*What you are asked to do*: Copy out the final stretch of the listing: the line that contains "Annotate the withered" and all lines after it, exactly as they appear.

▼

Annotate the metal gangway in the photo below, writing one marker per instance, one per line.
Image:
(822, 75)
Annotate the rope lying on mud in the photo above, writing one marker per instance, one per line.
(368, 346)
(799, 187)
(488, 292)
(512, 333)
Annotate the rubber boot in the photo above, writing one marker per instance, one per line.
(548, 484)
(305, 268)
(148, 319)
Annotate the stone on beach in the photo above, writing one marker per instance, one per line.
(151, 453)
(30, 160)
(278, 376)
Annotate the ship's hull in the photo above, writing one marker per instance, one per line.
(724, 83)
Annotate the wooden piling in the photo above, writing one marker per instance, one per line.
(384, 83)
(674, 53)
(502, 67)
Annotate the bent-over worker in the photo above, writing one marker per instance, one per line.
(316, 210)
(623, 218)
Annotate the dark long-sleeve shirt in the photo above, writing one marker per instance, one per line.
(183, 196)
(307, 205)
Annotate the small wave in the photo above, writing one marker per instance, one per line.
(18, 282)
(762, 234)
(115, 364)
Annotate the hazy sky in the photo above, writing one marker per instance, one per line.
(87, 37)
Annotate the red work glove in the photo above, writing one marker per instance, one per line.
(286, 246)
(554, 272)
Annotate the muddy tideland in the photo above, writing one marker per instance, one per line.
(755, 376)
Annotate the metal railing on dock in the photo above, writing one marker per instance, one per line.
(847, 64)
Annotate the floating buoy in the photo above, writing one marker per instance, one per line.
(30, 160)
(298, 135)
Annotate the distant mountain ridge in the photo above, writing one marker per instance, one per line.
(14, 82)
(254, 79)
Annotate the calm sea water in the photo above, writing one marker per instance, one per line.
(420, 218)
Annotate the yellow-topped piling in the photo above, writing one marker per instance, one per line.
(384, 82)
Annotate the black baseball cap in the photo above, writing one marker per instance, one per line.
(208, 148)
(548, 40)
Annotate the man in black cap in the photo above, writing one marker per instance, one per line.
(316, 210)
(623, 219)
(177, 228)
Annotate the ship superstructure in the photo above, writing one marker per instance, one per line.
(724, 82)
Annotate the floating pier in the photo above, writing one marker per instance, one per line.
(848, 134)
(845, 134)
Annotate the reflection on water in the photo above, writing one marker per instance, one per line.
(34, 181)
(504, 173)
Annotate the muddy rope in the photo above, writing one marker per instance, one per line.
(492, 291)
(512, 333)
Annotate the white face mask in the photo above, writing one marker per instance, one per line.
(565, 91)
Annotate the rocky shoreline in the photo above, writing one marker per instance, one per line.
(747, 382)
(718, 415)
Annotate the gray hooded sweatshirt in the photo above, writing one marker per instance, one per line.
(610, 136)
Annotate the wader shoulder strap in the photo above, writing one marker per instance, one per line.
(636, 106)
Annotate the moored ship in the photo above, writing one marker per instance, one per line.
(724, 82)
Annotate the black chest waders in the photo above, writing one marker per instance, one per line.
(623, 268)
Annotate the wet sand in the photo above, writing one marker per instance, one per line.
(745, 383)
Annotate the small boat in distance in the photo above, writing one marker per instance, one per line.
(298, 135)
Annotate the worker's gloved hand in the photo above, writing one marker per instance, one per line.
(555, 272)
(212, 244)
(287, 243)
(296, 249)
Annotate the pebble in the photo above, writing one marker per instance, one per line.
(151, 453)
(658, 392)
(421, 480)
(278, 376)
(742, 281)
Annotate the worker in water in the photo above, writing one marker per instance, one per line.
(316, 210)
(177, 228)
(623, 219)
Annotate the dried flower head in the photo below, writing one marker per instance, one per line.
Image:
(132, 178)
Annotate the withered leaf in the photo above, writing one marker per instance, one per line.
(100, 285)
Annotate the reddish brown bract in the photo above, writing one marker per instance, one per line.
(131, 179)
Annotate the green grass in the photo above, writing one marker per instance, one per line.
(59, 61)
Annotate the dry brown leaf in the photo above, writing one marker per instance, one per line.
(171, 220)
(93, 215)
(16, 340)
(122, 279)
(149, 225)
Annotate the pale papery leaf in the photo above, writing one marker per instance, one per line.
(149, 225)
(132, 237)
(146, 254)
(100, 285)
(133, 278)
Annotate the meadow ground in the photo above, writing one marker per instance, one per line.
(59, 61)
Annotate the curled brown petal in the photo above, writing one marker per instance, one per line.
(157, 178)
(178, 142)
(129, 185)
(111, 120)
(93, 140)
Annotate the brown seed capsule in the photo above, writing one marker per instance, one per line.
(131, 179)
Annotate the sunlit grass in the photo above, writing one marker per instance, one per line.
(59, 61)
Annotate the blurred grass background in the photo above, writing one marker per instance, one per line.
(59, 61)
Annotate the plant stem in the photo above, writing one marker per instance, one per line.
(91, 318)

▲

*Exercise solution*:
Annotate the withered leaf in the photo above, writing one marker per instance, one per line.
(100, 285)
Annotate the reddish brown bract in the photo above, writing one marker per instance, one per line.
(131, 179)
Annotate the green grass in the photo above, writing one marker per instance, one per line.
(59, 61)
Annotate the dry brown leaf in the photo above, writing one marker per instance, one per line.
(171, 220)
(93, 215)
(16, 340)
(122, 279)
(149, 225)
Annotate the pale papery leaf in the photo above, writing one marker per instance, one per line.
(149, 225)
(132, 237)
(146, 254)
(100, 285)
(133, 278)
Annotate the meadow ground in the photo above, writing one marker per instance, one per line.
(59, 61)
Annotate the curled brown petal in the photo above, writing one marker per instance, one per line.
(157, 178)
(178, 142)
(129, 185)
(111, 120)
(93, 140)
Annotate the brown seed capsule in the photo above, writing one marker per instance, one per line.
(131, 179)
Annotate the sunlit grass in the photo above, writing one marker per instance, one per line.
(59, 61)
Annotate the blurred grass background in the photo above, writing one marker per instance, one per line.
(59, 61)
Annotate the plant stem in the photo above, writing one marker per instance, one per line.
(91, 318)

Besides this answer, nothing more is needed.